> **SET PROBLEM**
Rewrite the lines from the one containing "of the starting" through the end of the records, inclusive, keeping the requests, and scale every pixel coordinate in the answers by 0.9, rounding to whole numbers with halves rounded up. Give only those lines.

[Dataset records on object locations]
-----
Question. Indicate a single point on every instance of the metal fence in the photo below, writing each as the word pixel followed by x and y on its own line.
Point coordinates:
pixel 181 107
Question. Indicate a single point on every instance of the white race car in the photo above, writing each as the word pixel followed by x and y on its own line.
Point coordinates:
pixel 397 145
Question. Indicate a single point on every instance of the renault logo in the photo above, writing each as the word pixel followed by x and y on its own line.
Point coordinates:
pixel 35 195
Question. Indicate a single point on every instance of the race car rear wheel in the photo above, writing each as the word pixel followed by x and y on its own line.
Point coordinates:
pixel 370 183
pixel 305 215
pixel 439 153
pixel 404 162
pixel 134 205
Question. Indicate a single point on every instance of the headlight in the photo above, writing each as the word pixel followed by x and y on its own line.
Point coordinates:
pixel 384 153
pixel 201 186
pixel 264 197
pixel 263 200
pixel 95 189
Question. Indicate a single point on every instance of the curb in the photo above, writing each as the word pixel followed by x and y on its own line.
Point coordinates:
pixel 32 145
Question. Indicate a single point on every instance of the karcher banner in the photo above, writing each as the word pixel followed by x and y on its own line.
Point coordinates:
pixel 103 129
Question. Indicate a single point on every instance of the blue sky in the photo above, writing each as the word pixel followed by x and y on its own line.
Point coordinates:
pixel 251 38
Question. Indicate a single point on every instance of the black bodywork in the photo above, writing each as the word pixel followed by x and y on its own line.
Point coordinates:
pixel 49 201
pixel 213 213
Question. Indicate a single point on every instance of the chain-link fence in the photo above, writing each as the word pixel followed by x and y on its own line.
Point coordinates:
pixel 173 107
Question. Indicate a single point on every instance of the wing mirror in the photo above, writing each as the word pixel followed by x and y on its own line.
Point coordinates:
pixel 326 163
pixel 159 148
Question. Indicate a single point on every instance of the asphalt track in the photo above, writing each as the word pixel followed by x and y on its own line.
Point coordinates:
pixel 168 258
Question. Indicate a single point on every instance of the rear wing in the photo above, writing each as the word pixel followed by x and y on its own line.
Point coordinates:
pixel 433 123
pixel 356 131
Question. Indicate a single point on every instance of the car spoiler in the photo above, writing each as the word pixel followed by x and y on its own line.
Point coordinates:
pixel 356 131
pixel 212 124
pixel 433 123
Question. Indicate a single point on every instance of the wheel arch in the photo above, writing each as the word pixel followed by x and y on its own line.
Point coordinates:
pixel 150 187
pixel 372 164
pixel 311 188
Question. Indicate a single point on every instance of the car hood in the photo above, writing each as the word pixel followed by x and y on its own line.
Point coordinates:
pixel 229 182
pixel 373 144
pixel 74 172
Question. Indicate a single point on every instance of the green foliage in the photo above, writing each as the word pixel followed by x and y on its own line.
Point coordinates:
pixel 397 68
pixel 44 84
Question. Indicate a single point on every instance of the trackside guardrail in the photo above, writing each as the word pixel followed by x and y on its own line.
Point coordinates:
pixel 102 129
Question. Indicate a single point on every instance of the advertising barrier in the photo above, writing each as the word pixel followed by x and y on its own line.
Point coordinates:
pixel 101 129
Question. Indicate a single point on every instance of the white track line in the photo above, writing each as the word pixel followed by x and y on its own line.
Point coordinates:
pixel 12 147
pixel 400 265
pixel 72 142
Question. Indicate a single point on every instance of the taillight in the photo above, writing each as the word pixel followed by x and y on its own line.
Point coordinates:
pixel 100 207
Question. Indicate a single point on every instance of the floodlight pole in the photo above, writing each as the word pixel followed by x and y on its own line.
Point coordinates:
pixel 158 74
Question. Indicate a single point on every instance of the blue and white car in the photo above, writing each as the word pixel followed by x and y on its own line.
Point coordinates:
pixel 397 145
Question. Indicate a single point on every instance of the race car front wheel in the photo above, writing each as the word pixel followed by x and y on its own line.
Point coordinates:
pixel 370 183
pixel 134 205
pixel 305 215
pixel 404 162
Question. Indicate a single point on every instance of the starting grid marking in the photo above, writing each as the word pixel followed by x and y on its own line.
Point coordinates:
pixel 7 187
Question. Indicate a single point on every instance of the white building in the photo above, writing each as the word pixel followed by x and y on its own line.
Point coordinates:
-----
> **FINAL RESULT**
Question. Indicate a single point on every instance of the starting grid marking in the photo above, writing each as the word pixel followed by x and y on its own line.
Point coordinates:
pixel 6 168
Question. Indicate a single point on every instance of the white building in the photo above, writing each as the word pixel followed by x and y on its own line.
Point coordinates:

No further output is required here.